_Stated problem_
Every line from the one with "Please place a dot on the white cloud, one" through the end of the records below should be restated word for word, and nothing outside that span.

_Stored data_
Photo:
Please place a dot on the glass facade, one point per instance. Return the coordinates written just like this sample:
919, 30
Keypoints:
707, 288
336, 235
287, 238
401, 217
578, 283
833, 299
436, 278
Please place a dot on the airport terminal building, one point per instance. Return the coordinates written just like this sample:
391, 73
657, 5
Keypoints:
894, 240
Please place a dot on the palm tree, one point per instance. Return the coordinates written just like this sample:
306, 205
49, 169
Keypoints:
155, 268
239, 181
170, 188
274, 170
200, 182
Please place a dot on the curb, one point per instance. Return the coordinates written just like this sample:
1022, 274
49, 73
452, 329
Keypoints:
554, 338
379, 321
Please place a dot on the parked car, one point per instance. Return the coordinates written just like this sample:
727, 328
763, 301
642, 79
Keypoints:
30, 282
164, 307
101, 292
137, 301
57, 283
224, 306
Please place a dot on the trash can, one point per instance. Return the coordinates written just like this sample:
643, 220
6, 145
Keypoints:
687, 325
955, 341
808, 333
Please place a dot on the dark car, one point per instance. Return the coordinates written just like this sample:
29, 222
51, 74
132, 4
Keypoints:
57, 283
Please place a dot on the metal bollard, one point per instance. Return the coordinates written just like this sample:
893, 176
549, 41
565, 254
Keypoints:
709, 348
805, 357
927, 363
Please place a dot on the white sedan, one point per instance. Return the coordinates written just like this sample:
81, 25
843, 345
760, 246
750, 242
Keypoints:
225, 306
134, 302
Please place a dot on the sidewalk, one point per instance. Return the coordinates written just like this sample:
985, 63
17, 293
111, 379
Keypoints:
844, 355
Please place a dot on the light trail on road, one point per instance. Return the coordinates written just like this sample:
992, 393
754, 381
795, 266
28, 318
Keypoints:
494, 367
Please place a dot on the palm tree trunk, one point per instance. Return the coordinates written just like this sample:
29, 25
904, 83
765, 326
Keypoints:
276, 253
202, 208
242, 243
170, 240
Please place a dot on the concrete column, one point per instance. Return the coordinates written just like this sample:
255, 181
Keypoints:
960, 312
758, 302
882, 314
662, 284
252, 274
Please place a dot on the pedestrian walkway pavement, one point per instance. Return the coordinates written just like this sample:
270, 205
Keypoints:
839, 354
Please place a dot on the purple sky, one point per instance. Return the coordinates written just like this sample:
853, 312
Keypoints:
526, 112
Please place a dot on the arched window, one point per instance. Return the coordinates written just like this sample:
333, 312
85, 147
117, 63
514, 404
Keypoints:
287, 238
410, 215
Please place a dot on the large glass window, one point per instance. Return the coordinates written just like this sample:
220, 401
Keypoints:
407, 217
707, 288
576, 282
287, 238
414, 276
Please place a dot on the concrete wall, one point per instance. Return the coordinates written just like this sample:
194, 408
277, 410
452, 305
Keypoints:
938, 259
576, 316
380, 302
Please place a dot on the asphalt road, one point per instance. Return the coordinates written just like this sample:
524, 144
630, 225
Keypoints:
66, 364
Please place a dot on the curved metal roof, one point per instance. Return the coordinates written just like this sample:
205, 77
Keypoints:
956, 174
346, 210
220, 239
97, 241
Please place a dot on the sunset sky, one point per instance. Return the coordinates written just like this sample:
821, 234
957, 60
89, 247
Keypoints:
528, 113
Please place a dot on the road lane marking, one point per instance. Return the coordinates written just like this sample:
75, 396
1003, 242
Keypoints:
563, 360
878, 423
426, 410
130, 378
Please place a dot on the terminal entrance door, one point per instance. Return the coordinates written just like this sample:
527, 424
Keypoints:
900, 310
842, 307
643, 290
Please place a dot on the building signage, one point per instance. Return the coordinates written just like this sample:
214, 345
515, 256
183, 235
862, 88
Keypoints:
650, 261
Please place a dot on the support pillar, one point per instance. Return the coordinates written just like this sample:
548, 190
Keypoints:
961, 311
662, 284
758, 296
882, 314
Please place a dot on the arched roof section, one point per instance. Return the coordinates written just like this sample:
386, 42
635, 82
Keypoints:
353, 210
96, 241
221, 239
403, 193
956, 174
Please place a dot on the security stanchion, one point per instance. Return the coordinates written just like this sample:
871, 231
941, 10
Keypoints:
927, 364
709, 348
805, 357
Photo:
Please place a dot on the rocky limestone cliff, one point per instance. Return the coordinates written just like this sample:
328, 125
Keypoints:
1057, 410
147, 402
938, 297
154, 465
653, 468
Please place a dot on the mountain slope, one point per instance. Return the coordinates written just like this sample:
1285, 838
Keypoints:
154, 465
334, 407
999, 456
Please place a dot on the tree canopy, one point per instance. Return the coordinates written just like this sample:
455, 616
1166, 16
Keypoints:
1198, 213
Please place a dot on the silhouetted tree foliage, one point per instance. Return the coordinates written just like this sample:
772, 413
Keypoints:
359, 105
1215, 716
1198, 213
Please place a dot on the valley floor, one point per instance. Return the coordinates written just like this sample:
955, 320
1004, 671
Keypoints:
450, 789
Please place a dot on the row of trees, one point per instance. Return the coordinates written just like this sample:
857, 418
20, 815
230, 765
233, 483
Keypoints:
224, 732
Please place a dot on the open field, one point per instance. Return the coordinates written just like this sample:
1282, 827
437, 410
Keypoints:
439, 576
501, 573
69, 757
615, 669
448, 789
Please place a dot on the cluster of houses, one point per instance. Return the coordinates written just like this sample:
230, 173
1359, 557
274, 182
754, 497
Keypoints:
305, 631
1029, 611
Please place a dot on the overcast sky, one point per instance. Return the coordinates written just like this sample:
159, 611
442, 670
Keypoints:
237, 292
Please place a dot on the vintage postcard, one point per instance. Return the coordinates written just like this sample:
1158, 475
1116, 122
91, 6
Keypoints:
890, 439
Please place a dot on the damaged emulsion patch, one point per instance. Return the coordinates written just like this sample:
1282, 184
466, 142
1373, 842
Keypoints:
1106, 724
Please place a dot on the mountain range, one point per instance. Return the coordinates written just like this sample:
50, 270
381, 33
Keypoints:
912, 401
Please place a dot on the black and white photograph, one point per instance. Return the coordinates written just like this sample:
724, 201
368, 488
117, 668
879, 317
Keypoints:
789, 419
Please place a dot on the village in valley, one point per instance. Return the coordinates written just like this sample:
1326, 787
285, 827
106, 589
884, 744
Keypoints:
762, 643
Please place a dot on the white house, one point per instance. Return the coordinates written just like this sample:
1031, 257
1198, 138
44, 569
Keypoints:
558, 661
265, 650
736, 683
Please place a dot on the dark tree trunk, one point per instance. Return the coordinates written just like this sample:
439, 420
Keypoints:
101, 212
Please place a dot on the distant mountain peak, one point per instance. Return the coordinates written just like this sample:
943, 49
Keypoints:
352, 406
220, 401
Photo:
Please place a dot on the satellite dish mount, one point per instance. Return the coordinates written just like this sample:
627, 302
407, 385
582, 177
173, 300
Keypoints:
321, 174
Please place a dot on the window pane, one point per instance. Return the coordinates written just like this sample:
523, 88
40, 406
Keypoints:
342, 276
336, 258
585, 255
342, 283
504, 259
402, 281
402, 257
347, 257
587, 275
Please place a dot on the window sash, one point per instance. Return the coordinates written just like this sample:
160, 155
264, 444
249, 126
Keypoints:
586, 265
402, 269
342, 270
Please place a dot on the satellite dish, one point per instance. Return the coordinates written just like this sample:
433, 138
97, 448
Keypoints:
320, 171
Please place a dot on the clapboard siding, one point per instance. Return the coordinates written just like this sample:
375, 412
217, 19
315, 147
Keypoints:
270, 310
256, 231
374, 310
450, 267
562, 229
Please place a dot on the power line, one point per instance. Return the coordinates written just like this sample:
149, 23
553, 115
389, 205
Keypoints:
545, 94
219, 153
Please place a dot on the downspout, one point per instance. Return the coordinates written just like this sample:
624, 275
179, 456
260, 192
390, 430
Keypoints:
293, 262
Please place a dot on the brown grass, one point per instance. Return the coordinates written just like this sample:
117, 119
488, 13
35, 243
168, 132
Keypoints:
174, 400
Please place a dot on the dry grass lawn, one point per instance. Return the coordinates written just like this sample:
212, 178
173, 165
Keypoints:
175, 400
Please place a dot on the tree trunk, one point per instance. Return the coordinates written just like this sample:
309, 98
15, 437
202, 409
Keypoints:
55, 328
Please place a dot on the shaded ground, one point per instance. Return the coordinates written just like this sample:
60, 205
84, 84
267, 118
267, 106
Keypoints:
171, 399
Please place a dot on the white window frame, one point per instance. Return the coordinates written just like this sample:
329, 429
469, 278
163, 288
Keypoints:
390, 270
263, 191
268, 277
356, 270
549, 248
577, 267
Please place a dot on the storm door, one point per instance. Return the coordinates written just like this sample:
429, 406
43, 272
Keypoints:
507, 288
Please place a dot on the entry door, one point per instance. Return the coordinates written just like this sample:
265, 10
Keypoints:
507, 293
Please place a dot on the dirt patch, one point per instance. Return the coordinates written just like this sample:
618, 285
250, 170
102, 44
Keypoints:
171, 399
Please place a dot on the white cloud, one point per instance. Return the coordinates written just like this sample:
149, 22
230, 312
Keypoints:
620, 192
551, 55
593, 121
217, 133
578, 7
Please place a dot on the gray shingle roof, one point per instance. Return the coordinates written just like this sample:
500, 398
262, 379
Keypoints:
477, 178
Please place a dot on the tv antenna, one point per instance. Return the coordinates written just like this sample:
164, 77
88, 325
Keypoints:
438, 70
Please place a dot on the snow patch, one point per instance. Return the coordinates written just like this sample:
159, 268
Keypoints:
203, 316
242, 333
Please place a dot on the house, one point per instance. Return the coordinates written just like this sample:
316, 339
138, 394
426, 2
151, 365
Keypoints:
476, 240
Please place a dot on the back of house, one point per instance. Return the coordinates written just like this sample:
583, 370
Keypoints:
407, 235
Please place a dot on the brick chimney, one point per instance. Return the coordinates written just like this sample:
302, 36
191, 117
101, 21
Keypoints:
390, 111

_Exercise answer_
Please place a dot on the white cloud, one point per instance. Return the coordinates written just like this sample:
149, 22
230, 312
Keypoints:
620, 192
551, 55
593, 121
217, 133
578, 7
Please place a dot on the gray shingle roof, one point per instance. Return the coordinates written just like this sample:
500, 398
262, 379
Keypoints:
477, 178
Please place a dot on the tv antenna, one point per instance. Return the coordinates written just like this sample:
164, 77
88, 325
Keypoints:
438, 70
Please place a dot on the snow patch, one point per instance. Return the coordinates written just like this sample:
159, 268
Keypoints:
203, 316
242, 333
Please place a dot on the house, one point per instance. Return the coordinates written just like this sample:
316, 339
138, 394
426, 2
151, 365
Keypoints:
476, 240
Please place a dot on the back of house, one point per instance. Return the coordinates written just like this sample:
583, 370
Keypoints:
407, 235
Please place a dot on the brick chimney, one point per instance. Return the coordinates written just like this sample:
302, 36
191, 117
101, 21
Keypoints:
390, 111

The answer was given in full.